**Goal:** Using the entries below, restate word for word only the lines from the one with "drop a point: the man in dark jacket" to the final line, leaving the pictures out.

**Listed records:**
[START]

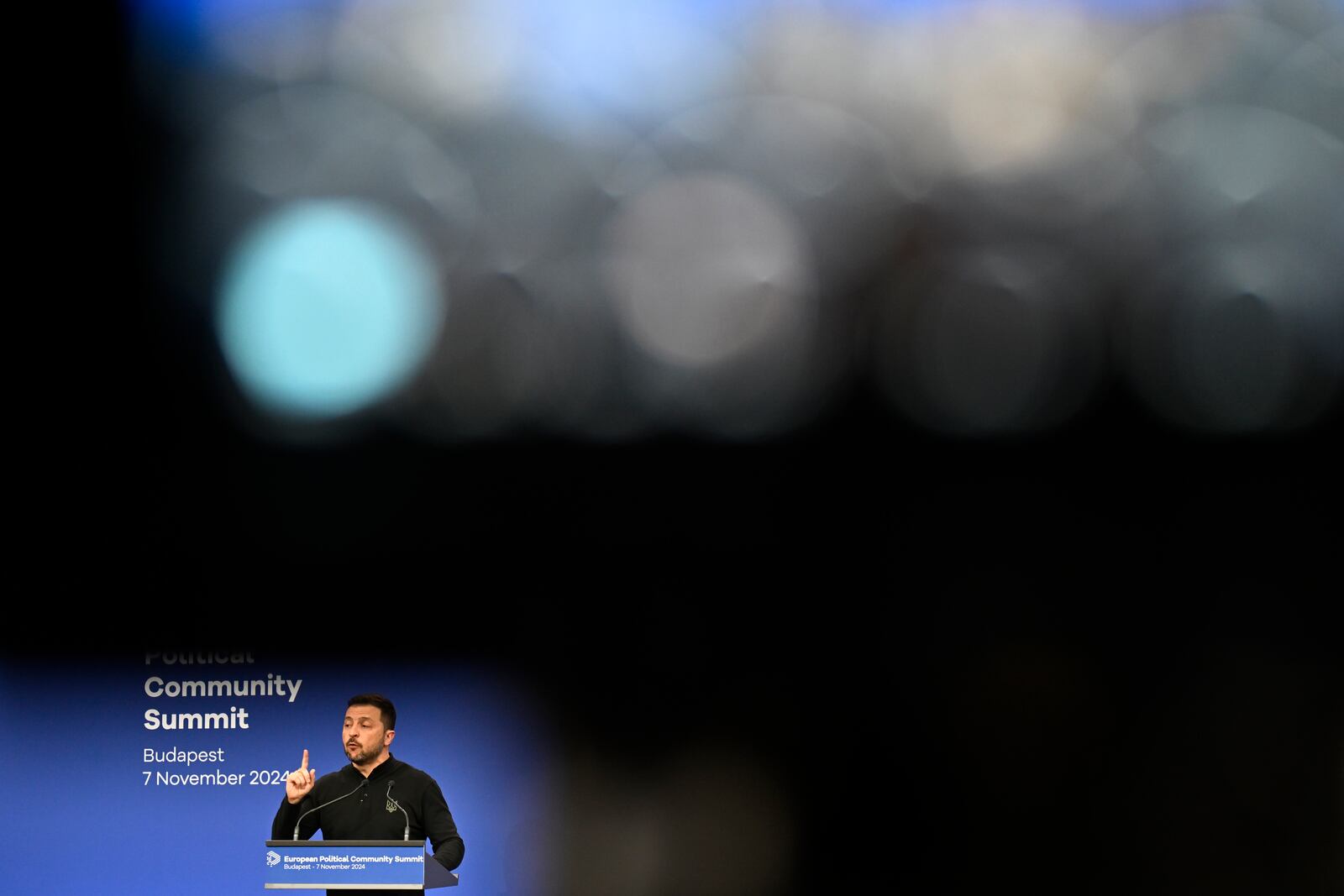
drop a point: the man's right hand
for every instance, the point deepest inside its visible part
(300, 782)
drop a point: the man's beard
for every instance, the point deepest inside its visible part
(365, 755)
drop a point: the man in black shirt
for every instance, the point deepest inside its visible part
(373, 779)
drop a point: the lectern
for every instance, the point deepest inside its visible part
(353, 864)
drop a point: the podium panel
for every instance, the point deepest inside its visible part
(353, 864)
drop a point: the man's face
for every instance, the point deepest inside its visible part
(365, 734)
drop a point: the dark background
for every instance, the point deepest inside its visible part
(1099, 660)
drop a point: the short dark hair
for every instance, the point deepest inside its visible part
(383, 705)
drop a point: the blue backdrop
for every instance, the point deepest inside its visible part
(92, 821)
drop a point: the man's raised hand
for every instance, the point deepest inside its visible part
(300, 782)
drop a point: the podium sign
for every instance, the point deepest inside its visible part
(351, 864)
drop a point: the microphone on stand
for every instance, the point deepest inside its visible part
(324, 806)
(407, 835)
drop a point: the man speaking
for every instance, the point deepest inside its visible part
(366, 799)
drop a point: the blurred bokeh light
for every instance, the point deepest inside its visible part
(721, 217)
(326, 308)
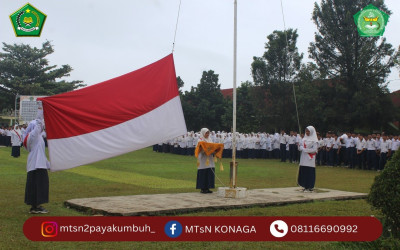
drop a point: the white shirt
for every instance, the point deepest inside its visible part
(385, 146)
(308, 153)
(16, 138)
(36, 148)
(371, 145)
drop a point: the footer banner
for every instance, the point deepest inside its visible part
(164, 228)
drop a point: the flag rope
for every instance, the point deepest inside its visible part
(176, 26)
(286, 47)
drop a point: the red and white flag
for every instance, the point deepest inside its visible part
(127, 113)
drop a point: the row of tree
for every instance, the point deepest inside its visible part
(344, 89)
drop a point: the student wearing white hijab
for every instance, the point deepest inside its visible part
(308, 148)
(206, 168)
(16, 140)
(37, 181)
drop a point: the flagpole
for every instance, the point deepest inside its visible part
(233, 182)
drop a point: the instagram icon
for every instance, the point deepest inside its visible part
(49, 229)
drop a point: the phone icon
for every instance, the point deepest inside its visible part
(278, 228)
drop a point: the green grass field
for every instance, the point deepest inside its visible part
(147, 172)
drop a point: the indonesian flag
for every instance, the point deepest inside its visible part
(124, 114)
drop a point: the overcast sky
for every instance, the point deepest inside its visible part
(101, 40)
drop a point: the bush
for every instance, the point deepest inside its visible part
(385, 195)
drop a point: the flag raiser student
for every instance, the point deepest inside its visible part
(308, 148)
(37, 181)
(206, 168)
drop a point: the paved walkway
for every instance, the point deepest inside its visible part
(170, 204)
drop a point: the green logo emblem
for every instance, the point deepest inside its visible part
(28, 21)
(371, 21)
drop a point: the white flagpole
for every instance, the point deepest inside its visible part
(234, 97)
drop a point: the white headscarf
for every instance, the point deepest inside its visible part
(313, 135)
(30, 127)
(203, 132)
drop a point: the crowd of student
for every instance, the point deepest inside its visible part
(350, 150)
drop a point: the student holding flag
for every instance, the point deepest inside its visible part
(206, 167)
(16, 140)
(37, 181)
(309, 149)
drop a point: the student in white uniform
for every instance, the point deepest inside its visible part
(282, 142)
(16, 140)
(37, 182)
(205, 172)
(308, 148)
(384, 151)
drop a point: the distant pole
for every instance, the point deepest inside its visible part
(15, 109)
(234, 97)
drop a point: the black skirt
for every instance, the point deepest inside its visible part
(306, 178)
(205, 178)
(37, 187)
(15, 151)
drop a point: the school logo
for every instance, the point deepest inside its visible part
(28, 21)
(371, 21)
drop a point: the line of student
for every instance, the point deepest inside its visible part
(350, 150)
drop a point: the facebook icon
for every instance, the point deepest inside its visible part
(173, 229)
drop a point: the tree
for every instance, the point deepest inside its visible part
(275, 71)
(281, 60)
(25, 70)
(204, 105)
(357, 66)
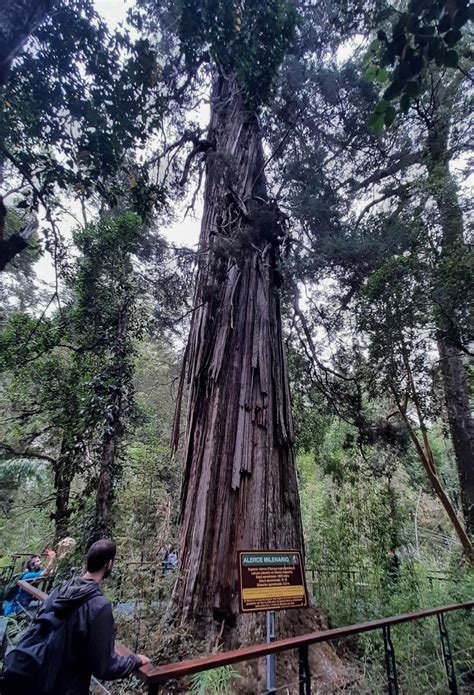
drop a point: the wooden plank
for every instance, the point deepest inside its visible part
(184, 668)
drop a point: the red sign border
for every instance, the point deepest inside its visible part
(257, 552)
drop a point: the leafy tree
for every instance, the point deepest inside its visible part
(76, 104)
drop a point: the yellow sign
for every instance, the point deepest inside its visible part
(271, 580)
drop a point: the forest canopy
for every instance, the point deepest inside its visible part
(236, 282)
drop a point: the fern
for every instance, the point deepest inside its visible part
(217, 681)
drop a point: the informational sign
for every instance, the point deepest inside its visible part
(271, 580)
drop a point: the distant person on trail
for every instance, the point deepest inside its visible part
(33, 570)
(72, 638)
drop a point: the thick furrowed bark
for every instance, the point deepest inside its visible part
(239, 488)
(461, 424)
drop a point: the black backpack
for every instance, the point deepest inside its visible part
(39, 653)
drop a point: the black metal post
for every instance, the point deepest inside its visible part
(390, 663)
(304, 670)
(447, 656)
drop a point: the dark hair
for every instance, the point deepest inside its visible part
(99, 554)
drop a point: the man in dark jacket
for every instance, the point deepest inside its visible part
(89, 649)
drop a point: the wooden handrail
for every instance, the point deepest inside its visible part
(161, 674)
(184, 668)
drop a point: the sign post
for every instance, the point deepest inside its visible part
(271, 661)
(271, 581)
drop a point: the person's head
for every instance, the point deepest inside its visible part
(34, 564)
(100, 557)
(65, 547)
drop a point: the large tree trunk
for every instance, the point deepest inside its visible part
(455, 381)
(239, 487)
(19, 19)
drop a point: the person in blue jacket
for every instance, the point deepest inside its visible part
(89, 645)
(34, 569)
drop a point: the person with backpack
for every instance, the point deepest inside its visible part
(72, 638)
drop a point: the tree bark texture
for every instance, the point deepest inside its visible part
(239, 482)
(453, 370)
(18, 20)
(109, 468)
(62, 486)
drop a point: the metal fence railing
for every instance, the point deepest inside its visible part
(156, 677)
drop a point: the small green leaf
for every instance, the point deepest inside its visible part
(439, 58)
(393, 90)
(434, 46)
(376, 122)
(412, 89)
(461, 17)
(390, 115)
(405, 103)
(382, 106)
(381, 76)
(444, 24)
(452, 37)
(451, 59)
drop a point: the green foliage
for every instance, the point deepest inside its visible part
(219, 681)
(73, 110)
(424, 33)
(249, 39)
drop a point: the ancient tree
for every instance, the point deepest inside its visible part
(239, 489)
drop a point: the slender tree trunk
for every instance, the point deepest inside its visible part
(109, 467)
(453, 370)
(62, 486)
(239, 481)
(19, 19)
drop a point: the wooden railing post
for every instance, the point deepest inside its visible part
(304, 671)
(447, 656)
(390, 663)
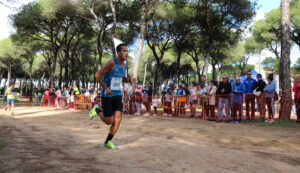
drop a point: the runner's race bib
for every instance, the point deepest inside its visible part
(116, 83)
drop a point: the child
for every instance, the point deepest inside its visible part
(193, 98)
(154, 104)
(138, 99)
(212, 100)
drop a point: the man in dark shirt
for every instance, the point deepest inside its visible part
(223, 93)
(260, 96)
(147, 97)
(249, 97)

[END]

**Exercise result:**
drop a point: the man in dark jacket
for every instance, the point deepest inside its visible part
(89, 649)
drop a point: the wooden handrail
for every instance, the point deepest inside its visible part
(161, 674)
(184, 668)
drop a point: the sign post
for every instance, the point deepest inside its visible part
(271, 661)
(271, 581)
drop a point: the person's head
for every instance, the point deepest inside its visible part
(34, 564)
(100, 557)
(65, 547)
drop a point: the large tree trunk
for every instance, the point deepest inside its visible part
(455, 381)
(239, 487)
(19, 19)
drop a point: the person in blue jacket
for every instance, the point deepest inside its visible part
(89, 645)
(34, 569)
drop a point: the person with backpack
for every instance, the point deepest inside its visible part
(72, 638)
drop a point: the tree bark texture
for every instance, the point deepest inside its visible part
(239, 482)
(453, 370)
(18, 20)
(109, 468)
(62, 486)
drop a point: the metal fence railing
for every instance, the point deepest inside its visible part
(156, 677)
drop a point: the small green leaf
for every instance, the point deepest inside its visible part
(439, 58)
(393, 90)
(434, 46)
(376, 122)
(412, 89)
(461, 17)
(390, 115)
(405, 103)
(382, 106)
(381, 76)
(444, 24)
(452, 37)
(451, 59)
drop a point: the green foliage
for every instance, the point deepest inside its visible part
(219, 681)
(73, 110)
(424, 33)
(249, 39)
drop a point: the ancient tree
for every instance, the point deepest inside its visible part
(239, 489)
drop a point: the slender tree trunk
for every instance, the point deepest inside its visible part
(109, 467)
(453, 370)
(62, 486)
(239, 481)
(19, 19)
drop a point: the wooden railing post
for every instance, the point deepest inside its visible part
(304, 671)
(447, 656)
(390, 663)
drop a point: the runner's race bib
for every instance, the point deepest inside its visible part
(116, 83)
drop a point: the child
for every instance, the point deepest inside its visible part
(193, 98)
(154, 104)
(138, 99)
(212, 100)
drop a point: the man in dark shirt
for every instance, the point deepest inside its visible part
(223, 93)
(260, 96)
(147, 97)
(249, 97)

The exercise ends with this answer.